START Material shown

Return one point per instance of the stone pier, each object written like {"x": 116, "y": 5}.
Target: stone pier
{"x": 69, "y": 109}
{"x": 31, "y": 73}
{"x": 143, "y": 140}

END Material shown

→ Work to be completed: The full set of entries above should be given again exactly.

→ Answer area:
Return one point per instance of the stone pier, each object written like {"x": 116, "y": 5}.
Target: stone pier
{"x": 69, "y": 109}
{"x": 31, "y": 73}
{"x": 143, "y": 140}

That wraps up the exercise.